Set down the lines below, exactly, starting at the one that contains "Where can you see the brown" and stopping at the last line, inclusive. Omit pictures.

────────

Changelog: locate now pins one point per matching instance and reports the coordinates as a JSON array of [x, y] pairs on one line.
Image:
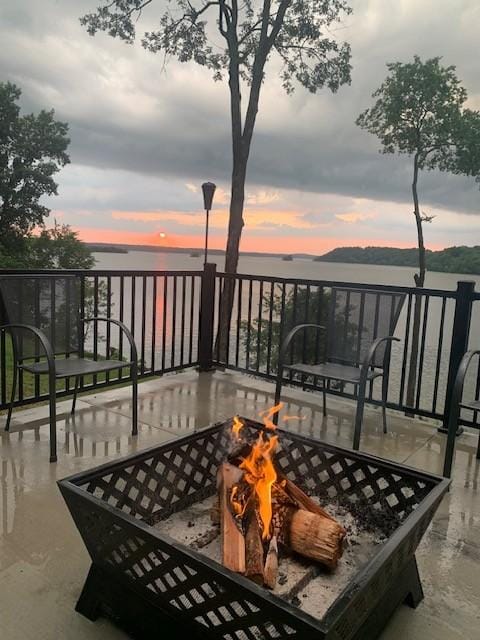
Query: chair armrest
[[462, 370], [367, 361], [455, 409], [289, 338], [124, 329], [44, 341]]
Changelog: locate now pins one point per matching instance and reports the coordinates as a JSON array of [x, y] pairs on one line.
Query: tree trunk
[[419, 282], [241, 141]]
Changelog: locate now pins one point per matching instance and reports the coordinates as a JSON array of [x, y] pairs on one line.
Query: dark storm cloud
[[124, 113]]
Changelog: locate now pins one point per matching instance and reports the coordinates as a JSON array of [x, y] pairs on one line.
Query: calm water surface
[[308, 269], [299, 268]]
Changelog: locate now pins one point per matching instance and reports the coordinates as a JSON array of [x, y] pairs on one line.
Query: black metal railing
[[161, 309], [266, 308], [178, 319]]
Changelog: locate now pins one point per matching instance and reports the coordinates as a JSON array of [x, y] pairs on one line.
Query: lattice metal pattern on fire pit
[[201, 595]]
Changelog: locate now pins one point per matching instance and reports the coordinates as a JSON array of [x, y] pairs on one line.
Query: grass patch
[[31, 388]]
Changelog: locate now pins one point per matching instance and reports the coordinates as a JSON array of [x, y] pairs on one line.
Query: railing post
[[460, 334], [207, 309]]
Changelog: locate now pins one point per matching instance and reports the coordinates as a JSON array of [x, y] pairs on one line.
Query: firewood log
[[316, 537], [254, 550], [270, 570], [233, 542]]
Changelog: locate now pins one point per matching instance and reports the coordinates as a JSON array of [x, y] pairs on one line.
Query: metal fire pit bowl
[[152, 585]]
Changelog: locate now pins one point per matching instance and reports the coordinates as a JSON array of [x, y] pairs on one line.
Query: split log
[[316, 537], [304, 501], [233, 542], [270, 570], [254, 550]]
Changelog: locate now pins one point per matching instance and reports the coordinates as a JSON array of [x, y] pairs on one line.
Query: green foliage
[[56, 248], [32, 150], [296, 31], [451, 260], [59, 248], [302, 307], [419, 111]]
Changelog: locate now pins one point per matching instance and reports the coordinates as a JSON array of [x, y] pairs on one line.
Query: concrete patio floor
[[43, 562]]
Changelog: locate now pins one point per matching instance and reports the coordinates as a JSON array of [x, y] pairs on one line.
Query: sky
[[145, 135]]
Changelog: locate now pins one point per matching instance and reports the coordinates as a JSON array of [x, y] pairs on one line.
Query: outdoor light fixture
[[208, 189]]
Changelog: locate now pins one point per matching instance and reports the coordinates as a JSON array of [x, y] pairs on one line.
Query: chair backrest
[[50, 303], [357, 317]]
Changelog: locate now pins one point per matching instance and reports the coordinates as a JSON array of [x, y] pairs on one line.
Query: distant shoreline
[[461, 260]]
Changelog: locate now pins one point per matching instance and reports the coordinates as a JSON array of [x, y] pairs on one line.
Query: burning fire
[[237, 427], [259, 470]]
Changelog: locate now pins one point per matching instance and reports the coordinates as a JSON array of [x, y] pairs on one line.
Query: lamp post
[[208, 189]]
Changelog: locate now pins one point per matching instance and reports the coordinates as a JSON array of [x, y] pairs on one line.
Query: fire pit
[[154, 577]]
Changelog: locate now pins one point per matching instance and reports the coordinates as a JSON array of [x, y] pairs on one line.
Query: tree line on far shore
[[450, 260]]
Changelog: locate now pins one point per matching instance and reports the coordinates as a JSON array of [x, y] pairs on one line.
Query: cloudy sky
[[144, 137]]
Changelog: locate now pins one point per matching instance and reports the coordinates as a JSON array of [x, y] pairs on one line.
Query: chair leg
[[278, 393], [52, 392], [134, 399], [362, 387], [12, 397], [384, 402], [75, 391]]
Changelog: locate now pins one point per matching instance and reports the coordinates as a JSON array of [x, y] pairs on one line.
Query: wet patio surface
[[43, 562]]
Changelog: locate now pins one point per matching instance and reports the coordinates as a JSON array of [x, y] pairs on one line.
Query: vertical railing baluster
[[154, 323], [219, 317], [20, 341], [3, 369], [439, 355], [133, 300], [36, 294], [174, 322], [120, 333], [108, 329], [319, 334], [144, 314], [282, 329], [307, 311], [294, 322], [164, 320], [249, 324], [270, 326], [95, 324], [192, 316], [182, 318], [426, 301], [403, 377], [239, 321], [259, 324], [81, 325]]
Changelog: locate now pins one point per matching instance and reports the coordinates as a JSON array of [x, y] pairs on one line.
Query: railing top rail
[[100, 272], [444, 293]]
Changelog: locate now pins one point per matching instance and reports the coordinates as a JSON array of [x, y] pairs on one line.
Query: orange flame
[[268, 414], [260, 474], [237, 427], [259, 470]]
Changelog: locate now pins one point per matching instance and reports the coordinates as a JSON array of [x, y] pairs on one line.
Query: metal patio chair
[[43, 316], [456, 406], [361, 324]]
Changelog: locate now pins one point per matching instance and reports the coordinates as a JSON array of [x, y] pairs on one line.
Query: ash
[[301, 582]]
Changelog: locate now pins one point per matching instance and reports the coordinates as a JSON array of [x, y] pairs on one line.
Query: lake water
[[298, 268], [307, 269]]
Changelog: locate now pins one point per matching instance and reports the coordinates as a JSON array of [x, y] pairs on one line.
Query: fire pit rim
[[213, 567], [336, 609]]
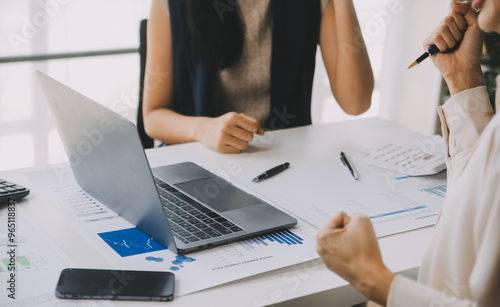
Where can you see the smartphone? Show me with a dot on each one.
(115, 285)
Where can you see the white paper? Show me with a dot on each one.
(38, 263)
(317, 190)
(411, 159)
(194, 272)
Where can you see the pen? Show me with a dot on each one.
(346, 163)
(432, 50)
(271, 172)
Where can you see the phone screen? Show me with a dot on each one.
(115, 285)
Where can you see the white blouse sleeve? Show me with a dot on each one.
(463, 118)
(484, 281)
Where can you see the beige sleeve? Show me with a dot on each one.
(165, 4)
(324, 3)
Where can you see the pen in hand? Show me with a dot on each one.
(346, 163)
(271, 172)
(432, 50)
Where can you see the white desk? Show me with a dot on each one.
(307, 283)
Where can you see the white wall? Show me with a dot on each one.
(394, 31)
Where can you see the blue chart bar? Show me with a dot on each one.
(397, 212)
(284, 236)
(439, 191)
(129, 242)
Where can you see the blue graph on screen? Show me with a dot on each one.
(129, 242)
(284, 237)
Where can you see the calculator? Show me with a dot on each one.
(9, 190)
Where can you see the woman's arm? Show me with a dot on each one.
(229, 133)
(345, 57)
(160, 121)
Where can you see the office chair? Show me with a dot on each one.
(146, 141)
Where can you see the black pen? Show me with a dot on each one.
(346, 163)
(432, 50)
(271, 172)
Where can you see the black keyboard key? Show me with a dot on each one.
(201, 235)
(221, 229)
(192, 220)
(192, 239)
(200, 226)
(182, 239)
(176, 229)
(212, 215)
(177, 219)
(235, 229)
(164, 185)
(194, 212)
(191, 229)
(211, 232)
(208, 221)
(185, 224)
(227, 224)
(183, 234)
(198, 206)
(185, 216)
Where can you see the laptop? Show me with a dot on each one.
(182, 206)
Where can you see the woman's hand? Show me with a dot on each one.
(349, 247)
(459, 39)
(229, 133)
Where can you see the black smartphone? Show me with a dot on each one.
(115, 285)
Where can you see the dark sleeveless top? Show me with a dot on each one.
(295, 35)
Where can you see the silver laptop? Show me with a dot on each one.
(182, 206)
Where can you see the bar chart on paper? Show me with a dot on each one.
(284, 236)
(439, 190)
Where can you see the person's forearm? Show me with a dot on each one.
(464, 81)
(354, 76)
(172, 128)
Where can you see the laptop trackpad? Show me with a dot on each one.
(218, 194)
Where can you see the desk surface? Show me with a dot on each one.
(308, 282)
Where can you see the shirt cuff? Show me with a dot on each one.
(409, 293)
(463, 117)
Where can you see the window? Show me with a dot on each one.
(30, 28)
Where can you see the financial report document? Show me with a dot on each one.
(317, 190)
(129, 248)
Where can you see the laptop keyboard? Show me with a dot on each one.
(9, 190)
(189, 220)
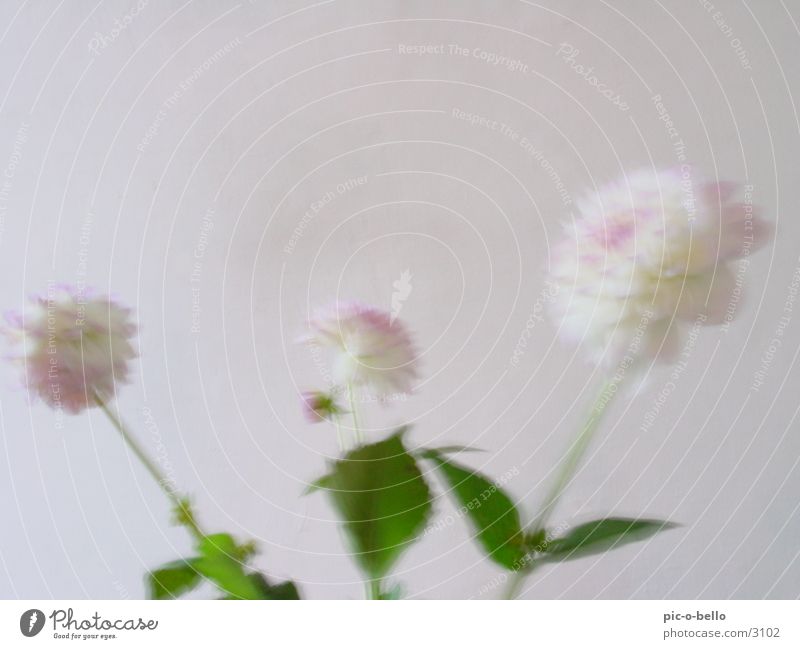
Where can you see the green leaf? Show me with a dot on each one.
(284, 590)
(383, 500)
(491, 512)
(601, 535)
(317, 485)
(450, 450)
(221, 561)
(173, 579)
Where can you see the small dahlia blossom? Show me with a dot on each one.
(319, 406)
(369, 349)
(75, 348)
(644, 253)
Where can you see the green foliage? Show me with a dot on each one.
(491, 512)
(601, 535)
(221, 561)
(173, 579)
(383, 500)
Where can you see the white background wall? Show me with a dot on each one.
(310, 95)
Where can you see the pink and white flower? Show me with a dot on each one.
(75, 348)
(367, 347)
(644, 253)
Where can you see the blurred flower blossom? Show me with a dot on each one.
(75, 347)
(368, 348)
(649, 248)
(319, 406)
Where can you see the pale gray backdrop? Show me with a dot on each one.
(166, 152)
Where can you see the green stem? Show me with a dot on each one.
(373, 587)
(153, 470)
(566, 472)
(354, 412)
(339, 437)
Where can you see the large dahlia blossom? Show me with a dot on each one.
(74, 348)
(368, 348)
(644, 253)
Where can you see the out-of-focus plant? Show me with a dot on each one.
(75, 349)
(643, 254)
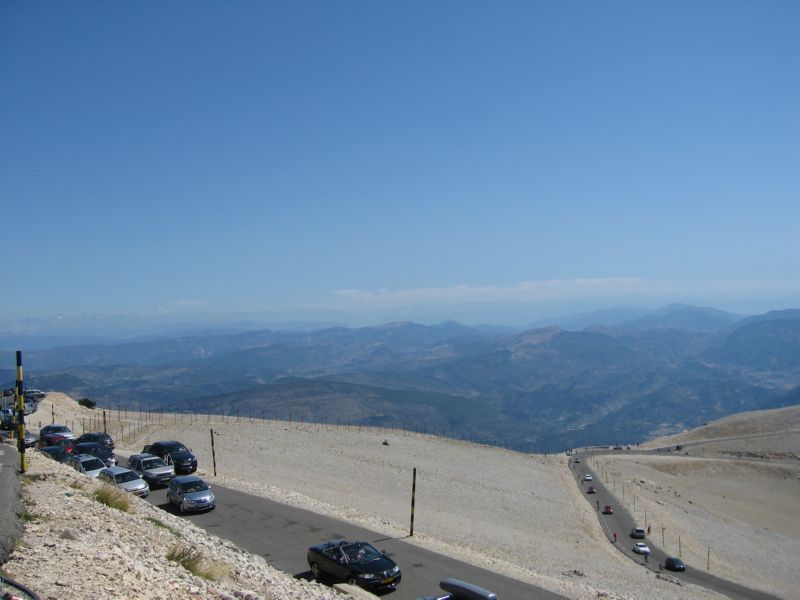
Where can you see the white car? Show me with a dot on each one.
(86, 464)
(641, 548)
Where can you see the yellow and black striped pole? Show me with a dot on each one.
(413, 498)
(20, 416)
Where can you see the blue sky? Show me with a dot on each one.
(338, 160)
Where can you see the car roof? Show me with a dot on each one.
(186, 478)
(118, 470)
(142, 456)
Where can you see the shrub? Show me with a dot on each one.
(87, 403)
(194, 562)
(113, 497)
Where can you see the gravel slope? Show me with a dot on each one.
(514, 513)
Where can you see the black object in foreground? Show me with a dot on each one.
(358, 563)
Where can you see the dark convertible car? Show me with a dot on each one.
(358, 563)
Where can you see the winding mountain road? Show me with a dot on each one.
(620, 523)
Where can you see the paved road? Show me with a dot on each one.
(621, 522)
(282, 535)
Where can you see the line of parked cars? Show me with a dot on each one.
(160, 464)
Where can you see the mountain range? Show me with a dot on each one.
(543, 388)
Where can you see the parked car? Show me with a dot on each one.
(358, 563)
(152, 469)
(86, 464)
(673, 563)
(174, 453)
(97, 436)
(461, 590)
(99, 450)
(56, 439)
(638, 533)
(128, 480)
(641, 548)
(57, 453)
(190, 493)
(54, 429)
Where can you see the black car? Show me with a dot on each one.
(96, 449)
(462, 590)
(175, 454)
(57, 453)
(50, 433)
(99, 437)
(358, 563)
(673, 563)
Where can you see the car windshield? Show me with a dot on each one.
(361, 553)
(194, 486)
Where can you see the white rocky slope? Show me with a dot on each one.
(517, 514)
(77, 547)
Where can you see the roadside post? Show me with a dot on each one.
(413, 497)
(213, 454)
(23, 463)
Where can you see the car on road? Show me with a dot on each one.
(102, 452)
(461, 590)
(128, 480)
(174, 453)
(641, 548)
(152, 469)
(673, 563)
(358, 563)
(57, 453)
(190, 493)
(47, 431)
(638, 533)
(99, 437)
(86, 464)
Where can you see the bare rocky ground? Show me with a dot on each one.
(518, 514)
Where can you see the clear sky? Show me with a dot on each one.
(304, 158)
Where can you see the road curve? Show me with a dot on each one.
(282, 535)
(621, 522)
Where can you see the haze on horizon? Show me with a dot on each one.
(368, 162)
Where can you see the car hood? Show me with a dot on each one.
(180, 457)
(155, 472)
(379, 565)
(205, 495)
(132, 486)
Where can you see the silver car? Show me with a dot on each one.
(126, 479)
(152, 469)
(190, 493)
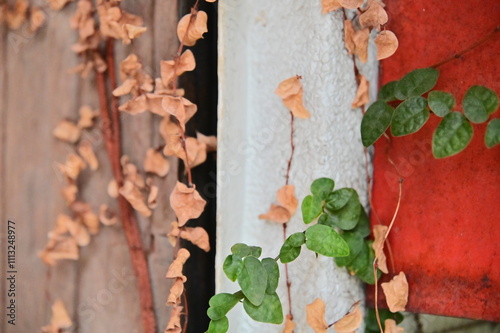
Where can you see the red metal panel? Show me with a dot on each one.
(447, 235)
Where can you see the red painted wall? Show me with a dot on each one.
(447, 235)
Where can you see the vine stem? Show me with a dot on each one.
(458, 55)
(377, 315)
(111, 133)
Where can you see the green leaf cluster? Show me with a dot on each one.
(455, 130)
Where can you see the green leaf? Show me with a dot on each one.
(452, 135)
(478, 103)
(375, 122)
(241, 250)
(343, 208)
(441, 102)
(326, 241)
(321, 187)
(409, 116)
(416, 83)
(270, 311)
(386, 93)
(355, 242)
(273, 274)
(291, 248)
(253, 280)
(220, 304)
(232, 266)
(311, 208)
(218, 326)
(492, 136)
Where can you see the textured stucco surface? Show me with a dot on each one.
(262, 43)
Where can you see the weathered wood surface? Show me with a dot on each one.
(36, 92)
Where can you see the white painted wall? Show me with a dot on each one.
(263, 42)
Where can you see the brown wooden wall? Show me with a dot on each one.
(36, 92)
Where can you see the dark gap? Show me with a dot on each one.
(201, 89)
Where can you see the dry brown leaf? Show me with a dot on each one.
(186, 63)
(391, 327)
(174, 323)
(86, 151)
(210, 141)
(67, 131)
(315, 316)
(289, 325)
(396, 292)
(351, 321)
(192, 27)
(176, 292)
(198, 236)
(379, 232)
(186, 203)
(156, 163)
(387, 43)
(374, 16)
(87, 116)
(175, 269)
(276, 214)
(362, 94)
(135, 197)
(106, 217)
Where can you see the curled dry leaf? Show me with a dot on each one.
(290, 91)
(351, 321)
(315, 316)
(391, 327)
(176, 292)
(186, 203)
(185, 63)
(387, 43)
(210, 141)
(106, 217)
(289, 325)
(192, 27)
(67, 131)
(86, 151)
(175, 269)
(174, 323)
(60, 319)
(135, 197)
(198, 236)
(379, 232)
(374, 16)
(362, 94)
(87, 116)
(396, 292)
(156, 163)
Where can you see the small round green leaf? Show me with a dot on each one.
(452, 135)
(218, 326)
(416, 83)
(273, 274)
(292, 246)
(375, 122)
(326, 241)
(409, 116)
(220, 304)
(232, 266)
(253, 280)
(355, 242)
(492, 136)
(270, 311)
(478, 103)
(321, 187)
(441, 102)
(311, 208)
(386, 93)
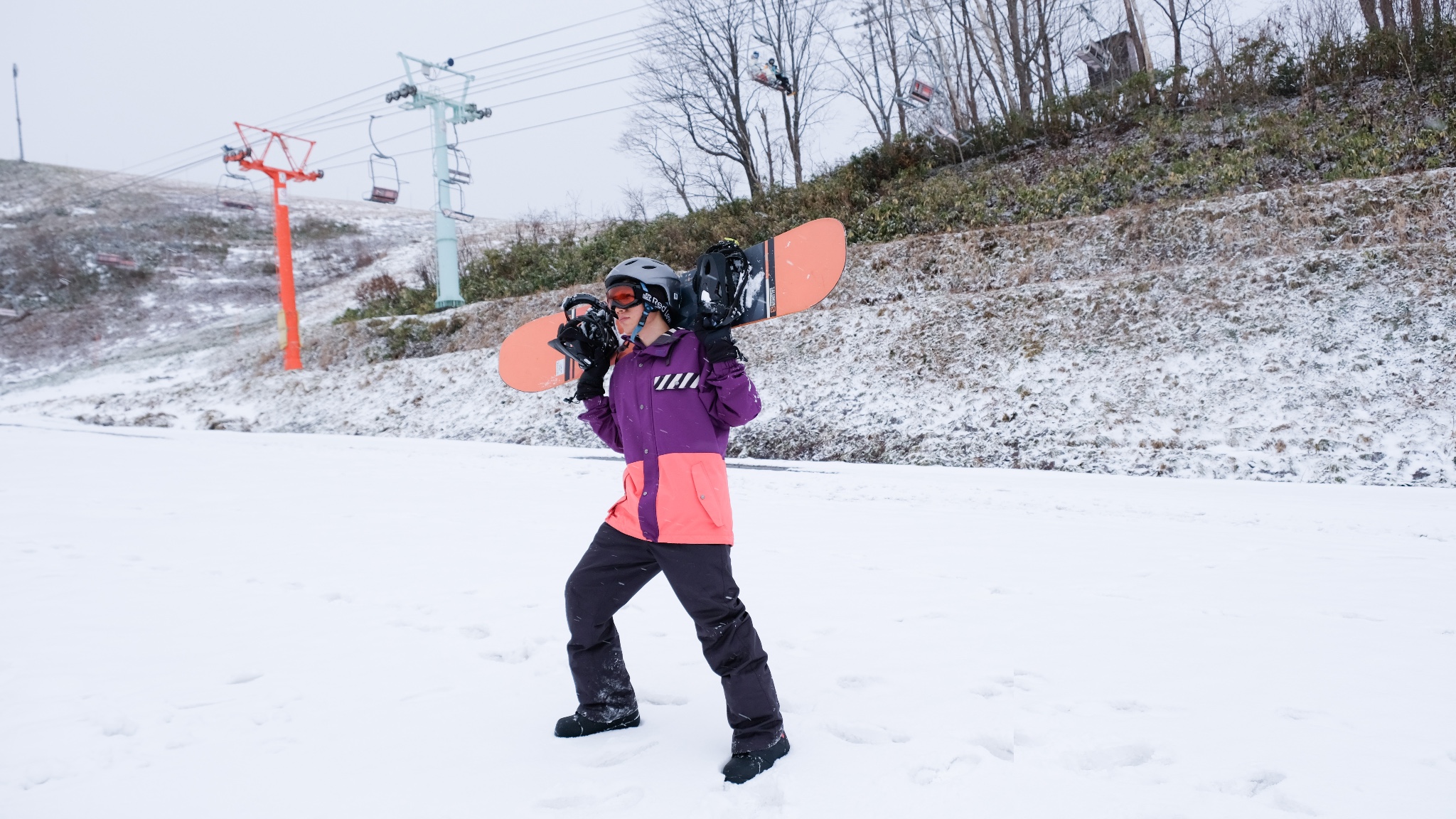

────────

[Finished exercise]
Where can you see the brown wooden wall? Show me with a dot on each one.
(36, 92)
Where can you see the dark gap? Show me with a dot on each one.
(201, 89)
Where can you see the dry brown leaf? Show me with a dot on each one.
(186, 63)
(391, 327)
(174, 323)
(86, 151)
(210, 141)
(67, 131)
(315, 316)
(289, 325)
(396, 292)
(351, 321)
(192, 27)
(176, 292)
(198, 236)
(379, 232)
(186, 203)
(156, 163)
(387, 43)
(374, 16)
(87, 116)
(175, 269)
(276, 214)
(362, 94)
(135, 197)
(106, 217)
Where can you see the curled dry leaf? Show me with a dot on each one.
(290, 91)
(351, 321)
(315, 316)
(391, 327)
(176, 292)
(186, 203)
(185, 63)
(387, 43)
(210, 141)
(106, 217)
(289, 325)
(192, 27)
(67, 131)
(86, 151)
(175, 269)
(174, 323)
(60, 319)
(135, 197)
(198, 236)
(379, 232)
(374, 16)
(362, 94)
(87, 116)
(396, 292)
(156, 163)
Where can you see the small round green leaf? Show me with a dot on each one.
(452, 135)
(218, 326)
(416, 83)
(273, 274)
(292, 246)
(375, 122)
(326, 241)
(409, 116)
(220, 304)
(232, 266)
(253, 280)
(355, 242)
(492, 136)
(270, 311)
(478, 103)
(321, 187)
(441, 102)
(311, 208)
(386, 93)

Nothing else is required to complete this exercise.